*PROBLEM A*: In the court opinion excerpt below, why does the court refuse to bar the trial judge from considering evidence properly admitted at the first trial? Answer in one to three sentences.

*EXCERPT TO READ*:
[BEGIN]
Here, the ground upon which defendant could have challenged the indictment (that evidence was submitted to the grand jury in violation of Escobedo) could not have been known by the defendant at the time of the entry of the plea. Insofar as his first trial and appeal therefrom are concerned, therefore, defendant did not waive his right to object to the evidence supporting the indictment. Defendant, however, attacked the indictment for the first time after a first trial which resulted in a conviction and reversal.

In this situation the trial judge was called upon to determine whether to set aside defendant’s plea, based on a motion which was urged in relation to a second trial. If we were to hold that the judge could not consider evidence properly admitted at the first trial, we would do no more than compel the People to perform the needless formality of obtaining a second indictment. We therefore hold that the trial court’s denial of defendant’s motion to set aside a plea prior to a second trial does not constitute an abuse of discretion when, as here, the first trial reveals ample legally competent evidence on which a valid re-indictment can be obtained.

2. The evidence is insufficient to support a verdict of first degree murder.

We must, in the absence of substantial evidence to support the verdict of first degree murder, reduce the conviction to second degree murder. (People v. Ford (1966) 65 Cal.2d 41, 51 [52 Cal.Rptr. 228, 416 P.2d 132], cert. den. 385 U.S. 1018 [17 L.Ed.2d 554, 87 S.Ct. 737]; People v. Wolff (1964) 61 Cal.2d 795, 818-819 [40 Cal.Rptr. 271, 394 P.2d 959]; People v. Holt (1944) 25 Cal.2d 59, 70 [153 P.2d 21]; Pen. Code, §§ 1181, subd. 6, 1260.)

“The legislative definition of the degrees of murder leaves much to the discretion of the jury in many cases. That discretion, however must have a sound factual basis for its exercise .... [A]s is true as to all factual issues resolved by

*24a jury, the evidence upon which the determination is made is subject to review on the question of its legal sufficiency to support the verdict. . . . [T]he jury is bound, as are we, to apply the standards fixed by law. ‘. . . It is [the jury’s] duty, to avoid fanciful theories and unreasonable inferences and not to resort to imagination or suspicion.’ [Citation.]” (People v. Holt, supra, 25 Cal.2d at pp. 83, 90.) “Mere conjecture, surmise, or suspicion is not the equivalent of reasonable inference and does not constitute proof.” (People v. Bender (1945) 27 Cal.2d 164, 186 [163 P.2d 8].)
[END]
(Point placement rows)
[BEGIN]
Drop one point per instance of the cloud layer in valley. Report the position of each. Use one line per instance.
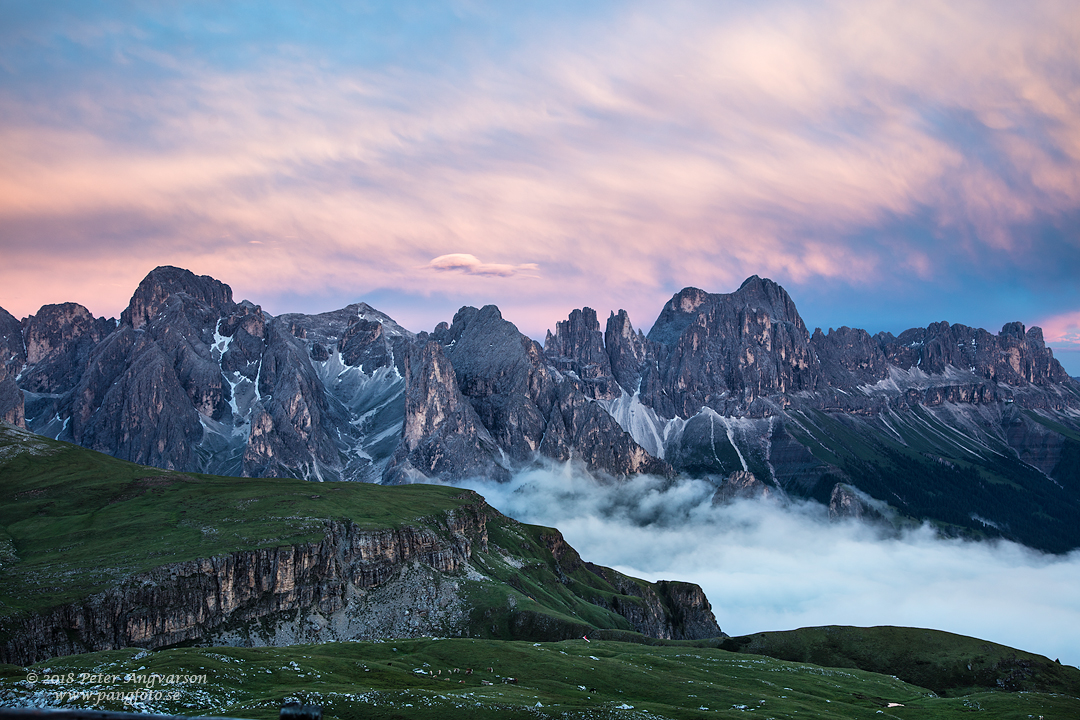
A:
(767, 566)
(891, 164)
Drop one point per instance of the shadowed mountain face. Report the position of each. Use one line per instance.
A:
(977, 431)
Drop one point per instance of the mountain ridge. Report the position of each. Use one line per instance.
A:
(190, 380)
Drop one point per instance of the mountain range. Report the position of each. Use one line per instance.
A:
(975, 432)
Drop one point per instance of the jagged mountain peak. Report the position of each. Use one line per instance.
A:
(690, 304)
(163, 282)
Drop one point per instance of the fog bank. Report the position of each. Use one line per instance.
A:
(767, 566)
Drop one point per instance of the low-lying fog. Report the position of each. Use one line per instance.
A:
(767, 566)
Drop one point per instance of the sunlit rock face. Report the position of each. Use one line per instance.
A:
(189, 379)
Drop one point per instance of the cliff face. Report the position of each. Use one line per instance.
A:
(408, 581)
(194, 600)
(190, 380)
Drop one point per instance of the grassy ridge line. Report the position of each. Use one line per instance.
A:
(946, 663)
(75, 522)
(72, 521)
(416, 679)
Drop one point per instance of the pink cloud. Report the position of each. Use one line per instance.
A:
(1063, 329)
(469, 265)
(655, 149)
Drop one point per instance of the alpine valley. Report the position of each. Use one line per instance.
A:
(975, 432)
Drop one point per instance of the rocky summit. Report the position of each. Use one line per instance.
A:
(976, 431)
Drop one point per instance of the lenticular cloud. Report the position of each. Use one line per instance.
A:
(772, 566)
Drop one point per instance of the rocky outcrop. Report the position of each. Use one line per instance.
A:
(526, 406)
(12, 360)
(407, 581)
(58, 340)
(849, 357)
(578, 348)
(193, 600)
(162, 283)
(190, 380)
(741, 485)
(443, 436)
(725, 351)
(846, 502)
(669, 610)
(628, 351)
(1014, 356)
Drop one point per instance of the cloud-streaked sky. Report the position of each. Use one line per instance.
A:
(768, 567)
(890, 163)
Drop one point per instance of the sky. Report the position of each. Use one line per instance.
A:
(768, 566)
(890, 164)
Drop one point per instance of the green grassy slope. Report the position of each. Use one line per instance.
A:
(946, 663)
(416, 679)
(75, 522)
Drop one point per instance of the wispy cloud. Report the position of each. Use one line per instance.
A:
[END]
*PROBLEM B*: Copy the stretch of the point placement rows from the line containing "Drop one point per instance of the green" through the end of the rows, both ends included.

*WORKED SOLUTION A*: Barring that evidence would do no more than force the People to go through the needless formality of obtaining a second indictment. The first trial had already revealed ample legally competent evidence on which a valid re-indictment could be obtained.

*WORKED SOLUTION B*:
Drop one point per instance of the green grassy slope. Report the position of each. Use one line per instance.
A:
(946, 663)
(416, 679)
(75, 522)
Drop one point per instance of the wispy cloud. Report the position of each. Use one line per instance.
A:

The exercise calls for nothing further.